[Collection entries]

Segment Open

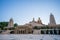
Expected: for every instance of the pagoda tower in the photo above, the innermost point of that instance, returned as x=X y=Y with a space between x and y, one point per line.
x=11 y=24
x=39 y=21
x=52 y=20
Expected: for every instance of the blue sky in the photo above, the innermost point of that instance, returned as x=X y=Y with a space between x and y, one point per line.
x=22 y=11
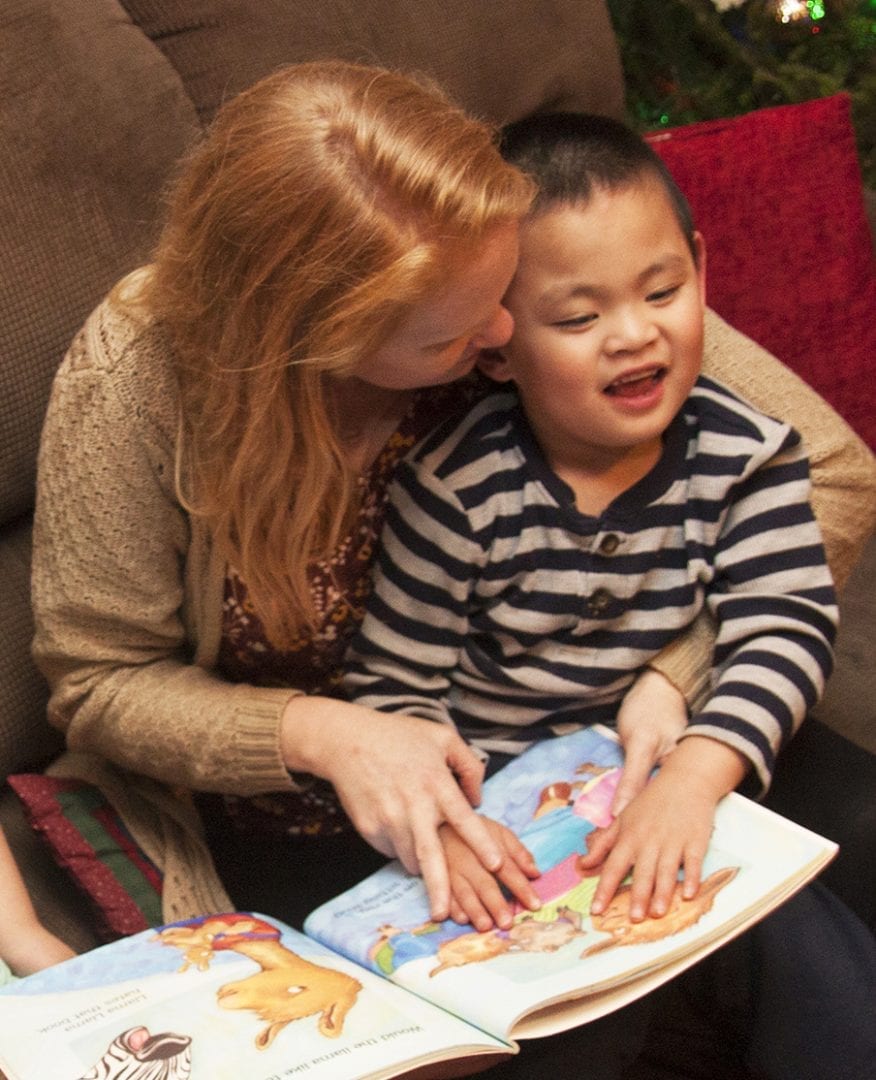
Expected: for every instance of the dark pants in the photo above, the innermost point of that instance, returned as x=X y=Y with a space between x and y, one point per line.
x=794 y=998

Segment Closed

ASSIGNMENT: What you hand back should match the entries above exactly, except that no picture appears.

REPLY TO THE EXERCISE:
Expected: for every instance of the pagoda tower in the photo above, the innermost point of that instance, returned as x=X y=Y with a space between x and y, one point per line.
x=11 y=24
x=39 y=21
x=52 y=20
Expected: for every instance of the blue sky in the photo above, the innermost point of that instance, returned as x=X y=Y with a space between x and y, one point per line.
x=22 y=11
Expected: for every instance of the dark pants in the photo above, the innermost point of that instance, returned as x=X y=Y with a space between x and y, one point per line.
x=794 y=998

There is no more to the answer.